Napoléon fit cela, et il savait bien pourquoi. Celui qui ne se trompait jamais, même en cessant d’être généreux, lorsqu’il l’était se comprenait sans doute.

Napoléon avait fait un camp de la France, mais un camp antique, à la manière des vieux guerriers romains. Tout s’abrite sous sa tente, soutenue par des lances: les mœurs, le commerce, les arts. Nos montagnes sont des remparts, nos fleuves des fossés, nos villes des casernes. La France s’appelle légion. Tout ce qui flotte est drapeau; tout ce qui tonne, canon; tout ce qui parle, proclamation; tout ce qui marche, soldat. Écouen sort du milieu de la poudre; Écouen est un beau pavillon de soie et d’or qui s’élève au bruit des fanfares. L’empire a son idéal, son Olympe militaire, beau à rêver dans les nuits étoilées du bivouac. Écouen se peuple, pour l’imagination des soldats de Marengo et de Friedland, de jeunes filles rêveuses, endormies sous des drapeaux, assises sur des affûts de canon, appuyant leurs mains blanches sur des épées d’or, ou debout, attachant à des uniformes déchirés par le sabre les étoiles d’honneur de la constellation impériale, dont Napoléon est le soleil. Quand le jeune soldat s’est bravement battu, quand il a reçu un coup de sabre au front, il espère la croix et une femme instruite par Écouen, dotée par le pays. La gloire se marie à la gloire; l’empire ne se mésallie pas. Le capitaine épouse la fille du colonel; l’orpheline d’un général accepte la main victorieuse d’un sous-lieutenant. C’est à faire de la France une famille martiale, un androgyne armé, une idée invincible.

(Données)
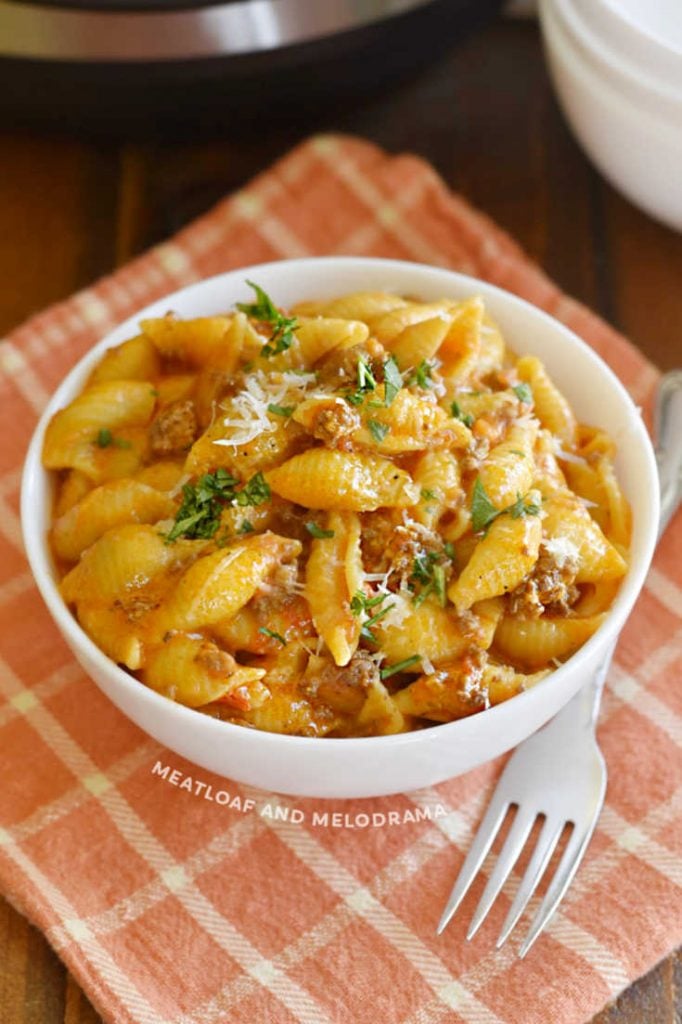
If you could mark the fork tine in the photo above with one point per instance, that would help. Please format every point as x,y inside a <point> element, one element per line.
<point>569,863</point>
<point>514,843</point>
<point>540,858</point>
<point>487,829</point>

Consignes de l'exercice:
1. Dites si chacune des affirmations suivantes concorde avec le texte sur Napoléon et Écouen. Répondez par oui ou par non en citant les mots exacts du texte qui tranchent.
(a) Napoléon avait fait de la France un camp à la manière des guerriers modernes.
(b) Le capitaine épouse la fille du colonel.
(c) Le jeune soldat blessé espère une femme dotée par le pays.
2. Poursuivez le texte sur Napoléon et Écouen à la suite de sa dernière phrase.

Corrigé ci-dessous:
1.
(a) Non : « un camp antique, à la manière des vieux guerriers romains ».
(b) Oui : « Le capitaine épouse la fille du colonel ».
(c) Oui : « il espère la croix et une femme instruite par Écouen, dotée par le pays ».

2.
Le temps manqua à l’œuvre; la France fut brisée à la poignée. Vous le savez.

Écouen cessa d’être le dépôt des demoiselles de la Légion-d’Honneur. Sous d’autres réglemens, et surtout dans un autre esprit, l’institution fut transférée à Saint-Denis, où elle est encore. Nous avons pris d’un peu haut ce que nous avons à dire sur cette institution à notre époque; disons-le.

Regardons autour de nous, et demandons-nous ensuite si l’établissement de la Légion-d’Honneur a la même signification aujourd’hui qu’autrefois; s’il n’est pas une reconnaissance nationale qui étonne par ses proportions, comparée aux services rendus; s’il n’est pas un prétexte pour donner la croix d’honneur aux pères qui, à défaut de gloire, ont le bonheur d’avoir des filles?

Nous serions disposés à fermer les yeux sur les raisons qu’a le gouvernement d’être généreux, ce qu’en aucun cas il n’est prudent de lui reprocher, si du moins il ne nous était démontré qu’il y a malheur réel pour les filles de la Légion-d’Honneur à recevoir l’éducation de ces sortes d’établissemens, au nombre de trois, nous pensons.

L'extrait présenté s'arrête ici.